I had a lawyer previously and we tried to do negotiations but husband and his lawyer came in arguing and refusing everything even though the lawyer said this is what the judge uses as a guideline. But the husband said he wont discuss if spousal support is on the table and he co signed a student loan for me and now he has been threatening to file forgery charges against me if I dont agree to his settlement offer which is $10K and child support. Every lawyer I talked to said thats a bad deal. So since I havent agreed to it, he and his lawyer have been uncooperative in any regards to mediation. His lawyer said litigation is the best and only option. 

I have no assets as I cashed out both 401k back in 2006 and 2011 when I becamed unemployed and husband refused to pay any housing bills. I used my 401k to pay our mortgage and utilities to keep us afloat and out of bankruptcy. It never dawned on my that he was stashing money and using me to pay for everything while claiming to be broke.


----------



## American Arrogance (Sep 5, 2008)

Nomorebeans said:


> I smell a troll.


trolls dont have 58 posts on their accounts. And being that you're sitting in a room on your computer, the only thing you'd smell is yourself. :x


----------



## EleGirl (Dec 3, 2011)

So the condo is the only asset that is in dispute?

Do some research about representing yourself in a divorce in your state. 

Sometimes a person showing up without an attorney can get a lot of sympathy from the judge. It can make your husband look like a real ass to for having a high price, shark attorney.


----------



## honcho (Oct 5, 2013)

American Arrogance said:


> Married 15 years.
> 
> There are 4 children. No I do not. My closest relative is a state away. Plus we have a custody order and I can move out of the state. I have no family nor friends where I live.
> 
> ...


His lawyer said litigation is the only option is most likely doing it for one of two reasons. Either he is trying to bluff you into a bad deal or he realizes his client won't listen to reason so he will gladly run up a bill and let the judge give his client the bad news.

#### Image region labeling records
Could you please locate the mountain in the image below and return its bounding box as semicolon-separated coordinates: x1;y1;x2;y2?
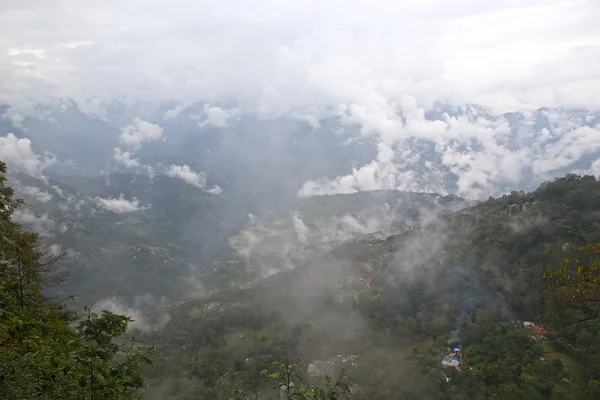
0;101;600;203
144;175;600;399
9;173;463;310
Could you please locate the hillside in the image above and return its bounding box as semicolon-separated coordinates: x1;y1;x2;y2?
144;175;600;399
10;173;463;311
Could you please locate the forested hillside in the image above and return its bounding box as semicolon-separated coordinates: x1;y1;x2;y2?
145;175;600;400
0;155;600;400
0;162;152;400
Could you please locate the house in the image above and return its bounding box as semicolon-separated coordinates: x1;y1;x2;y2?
279;382;296;400
442;347;462;369
531;324;548;340
306;360;334;377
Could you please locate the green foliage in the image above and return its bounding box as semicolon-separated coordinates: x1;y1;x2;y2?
0;162;152;400
229;359;350;400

#### ACTIONS TO TAKE
1. According to the forum thread, in which years were the two 401k accounts cashed out?
2. Duplicate the forum thread's wording between "Sometimes a person" and "price, shark attorney.", inclusive.
These records come from a separate source.

#### FINAL RESULTS
1. 2006 and 2011

2.
Sometimes a person showing up without an attorney can get a lot of sympathy from the judge. It can make your husband look like a real ass to for having a high price, shark attorney.